» EXTRAIT CHOISI:
Le groupe Casino se félicite, lui, d'avoir racheté l'enseigne Naturalia en 2008 et ouvre des magasins à tour de bras. En dix ans, il a déjà triplé la taille de son parc (166 unités à fin juin 2018).

Auchan, qui lancé l'enseigne Auchan Bio en 2017 (un seul site à date), ne s'est pour autant pas décidé à fermer ses deux magasins Cœur de Nature, un concept bio spécialisé qu'il avait testé avant de mettre en œuvre sa stratégie de convergence de marque.

Carrefour Bio à pas mesurés

Il en va de même pour Carrefour, qui entend jouer sur les deux tableaux en proximité bio, typée GMS ou spécialisée. Le développement de Carrefour Bio, d'abord, se fait à pas mesurés à travers la location gérance. L'enseigne est apparue en 2013 et compte aujourd'hui 19 magasins. Essentiellement à Paris et dans sa première couronne, mais aussi, désormais, à Lille, Toulouse, Lyon, Grenoble ou Nice.

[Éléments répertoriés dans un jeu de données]
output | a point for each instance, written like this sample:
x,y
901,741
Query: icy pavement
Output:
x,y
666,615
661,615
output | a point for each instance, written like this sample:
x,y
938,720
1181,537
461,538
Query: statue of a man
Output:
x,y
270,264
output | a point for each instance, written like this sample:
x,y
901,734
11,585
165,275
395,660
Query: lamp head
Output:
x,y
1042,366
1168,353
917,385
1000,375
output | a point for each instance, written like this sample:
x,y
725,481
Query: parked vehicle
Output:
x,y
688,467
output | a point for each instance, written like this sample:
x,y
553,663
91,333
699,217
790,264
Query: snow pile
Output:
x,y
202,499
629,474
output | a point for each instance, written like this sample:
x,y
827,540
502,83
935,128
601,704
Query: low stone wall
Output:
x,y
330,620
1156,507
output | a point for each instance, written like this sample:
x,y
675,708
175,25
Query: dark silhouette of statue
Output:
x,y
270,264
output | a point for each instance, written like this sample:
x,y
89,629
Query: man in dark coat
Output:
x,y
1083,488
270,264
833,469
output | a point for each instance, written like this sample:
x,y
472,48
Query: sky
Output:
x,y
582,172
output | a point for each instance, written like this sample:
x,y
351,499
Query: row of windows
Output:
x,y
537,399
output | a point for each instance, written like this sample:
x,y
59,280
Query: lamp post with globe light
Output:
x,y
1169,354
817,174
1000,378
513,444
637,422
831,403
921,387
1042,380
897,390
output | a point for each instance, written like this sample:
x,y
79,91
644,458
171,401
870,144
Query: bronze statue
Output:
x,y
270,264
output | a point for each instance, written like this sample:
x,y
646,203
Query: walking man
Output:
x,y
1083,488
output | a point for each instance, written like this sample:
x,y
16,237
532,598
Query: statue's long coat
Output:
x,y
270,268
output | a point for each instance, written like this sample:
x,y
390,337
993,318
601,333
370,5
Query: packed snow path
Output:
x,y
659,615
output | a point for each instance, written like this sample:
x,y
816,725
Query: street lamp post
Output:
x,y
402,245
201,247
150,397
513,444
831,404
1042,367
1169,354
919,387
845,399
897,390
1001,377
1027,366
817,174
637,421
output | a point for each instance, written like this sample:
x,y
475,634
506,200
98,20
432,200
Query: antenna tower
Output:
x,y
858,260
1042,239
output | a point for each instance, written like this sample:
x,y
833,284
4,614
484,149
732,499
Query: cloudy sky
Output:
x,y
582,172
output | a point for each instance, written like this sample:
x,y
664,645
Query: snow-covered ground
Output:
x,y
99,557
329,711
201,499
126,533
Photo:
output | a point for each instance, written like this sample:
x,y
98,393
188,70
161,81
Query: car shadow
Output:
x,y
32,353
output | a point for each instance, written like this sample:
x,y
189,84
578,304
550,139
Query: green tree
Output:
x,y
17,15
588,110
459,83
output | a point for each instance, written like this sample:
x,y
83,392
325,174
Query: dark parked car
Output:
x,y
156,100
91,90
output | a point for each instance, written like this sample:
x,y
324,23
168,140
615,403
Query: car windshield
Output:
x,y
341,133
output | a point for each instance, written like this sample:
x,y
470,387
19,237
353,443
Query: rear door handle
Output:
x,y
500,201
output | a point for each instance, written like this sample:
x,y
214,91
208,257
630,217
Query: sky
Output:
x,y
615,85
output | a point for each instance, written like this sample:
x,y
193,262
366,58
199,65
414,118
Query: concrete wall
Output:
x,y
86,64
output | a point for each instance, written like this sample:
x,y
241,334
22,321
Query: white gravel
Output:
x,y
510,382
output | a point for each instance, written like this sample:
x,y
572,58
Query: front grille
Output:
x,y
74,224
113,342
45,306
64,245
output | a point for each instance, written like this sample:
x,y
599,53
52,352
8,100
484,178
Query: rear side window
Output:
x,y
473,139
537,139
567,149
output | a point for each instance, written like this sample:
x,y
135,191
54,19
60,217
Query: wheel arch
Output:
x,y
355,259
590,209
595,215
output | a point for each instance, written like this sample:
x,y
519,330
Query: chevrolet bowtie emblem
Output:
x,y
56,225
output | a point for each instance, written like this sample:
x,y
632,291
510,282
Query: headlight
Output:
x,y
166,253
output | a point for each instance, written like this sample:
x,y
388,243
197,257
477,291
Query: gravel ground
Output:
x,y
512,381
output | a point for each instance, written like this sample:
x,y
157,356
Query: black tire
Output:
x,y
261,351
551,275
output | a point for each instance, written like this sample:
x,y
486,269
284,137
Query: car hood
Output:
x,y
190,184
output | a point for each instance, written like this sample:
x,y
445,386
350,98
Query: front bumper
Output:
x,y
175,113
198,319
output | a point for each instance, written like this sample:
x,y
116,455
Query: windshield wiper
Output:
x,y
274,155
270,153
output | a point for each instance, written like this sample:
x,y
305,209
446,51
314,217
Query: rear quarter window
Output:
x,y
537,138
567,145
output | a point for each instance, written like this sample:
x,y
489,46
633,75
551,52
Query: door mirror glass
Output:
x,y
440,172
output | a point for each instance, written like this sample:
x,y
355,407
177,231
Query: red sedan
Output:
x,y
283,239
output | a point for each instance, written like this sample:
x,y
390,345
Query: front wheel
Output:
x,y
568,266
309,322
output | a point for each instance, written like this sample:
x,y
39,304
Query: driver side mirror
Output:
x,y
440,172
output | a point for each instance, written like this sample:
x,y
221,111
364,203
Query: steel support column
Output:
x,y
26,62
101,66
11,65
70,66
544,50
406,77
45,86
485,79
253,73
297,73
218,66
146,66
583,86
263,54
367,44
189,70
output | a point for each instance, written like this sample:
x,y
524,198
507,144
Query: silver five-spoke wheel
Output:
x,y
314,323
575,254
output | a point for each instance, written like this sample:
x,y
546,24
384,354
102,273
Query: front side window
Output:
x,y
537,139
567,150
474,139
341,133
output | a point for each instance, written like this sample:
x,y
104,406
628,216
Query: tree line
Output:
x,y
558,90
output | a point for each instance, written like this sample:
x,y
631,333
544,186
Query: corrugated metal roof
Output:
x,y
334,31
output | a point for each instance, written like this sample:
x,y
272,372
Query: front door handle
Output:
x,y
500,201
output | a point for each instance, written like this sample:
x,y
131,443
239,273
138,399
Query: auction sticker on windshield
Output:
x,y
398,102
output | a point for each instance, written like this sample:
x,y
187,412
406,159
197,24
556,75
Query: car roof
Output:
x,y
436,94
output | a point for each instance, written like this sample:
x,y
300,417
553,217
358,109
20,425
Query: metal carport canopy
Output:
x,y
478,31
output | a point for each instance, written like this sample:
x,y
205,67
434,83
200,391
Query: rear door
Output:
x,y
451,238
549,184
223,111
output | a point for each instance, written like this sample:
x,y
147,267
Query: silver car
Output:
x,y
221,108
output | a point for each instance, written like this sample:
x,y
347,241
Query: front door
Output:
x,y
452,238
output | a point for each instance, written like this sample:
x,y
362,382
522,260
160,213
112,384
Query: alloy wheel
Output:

» CONSIGNE 1:
Les affirmations (a), (b) et (c) sont-elles conformes à l'extrait choisi ? Répondez par oui ou par non pour chacune et citez les mots du texte qui tranchent.
(a) Casino a racheté l'enseigne Naturalia en 2008.
(b) Auchan a fermé ses deux magasins Cœur de Nature.
(c) Carrefour Bio compte aujourd'hui 19 magasins.
» CONSIGNE 2:
Répondez brièvement aux questions suivantes à partir de l'extrait choisi.
(a) Combien d'unités le parc de Casino comptait-il à fin juin 2018 ?
(b) En quelle année l'enseigne Auchan Bio a-t-elle été lancée ?
(c) Par quel moyen se fait le développement de Carrefour Bio ?
» CONSIGNE 3:
D'après l'extrait choisi, pourquoi la situation de Carrefour est-elle rapprochée de celle d'Auchan par les mots « Il en va de même » ? Répondez en une à trois phrases.

» VOTRE RÉPONSE 1:
(a) Oui : « Le groupe Casino se félicite, lui, d'avoir racheté l'enseigne Naturalia en 2008 ».
(b) Non : « ne s'est pour autant pas décidé à fermer ses deux magasins Cœur de Nature ».
(c) Oui : « compte aujourd'hui 19 magasins ».

» VOTRE RÉPONSE 2:
(a) 166 unités.
(b) En 2017.
(c) Par la location gérance.

» VOTRE RÉPONSE 3:
Auchan a lancé Auchan Bio sans fermer ses magasins bio spécialisés Cœur de Nature. Carrefour fait de même, car il entend jouer sur les deux tableaux en proximité bio, avec une offre typée GMS et une offre spécialisée.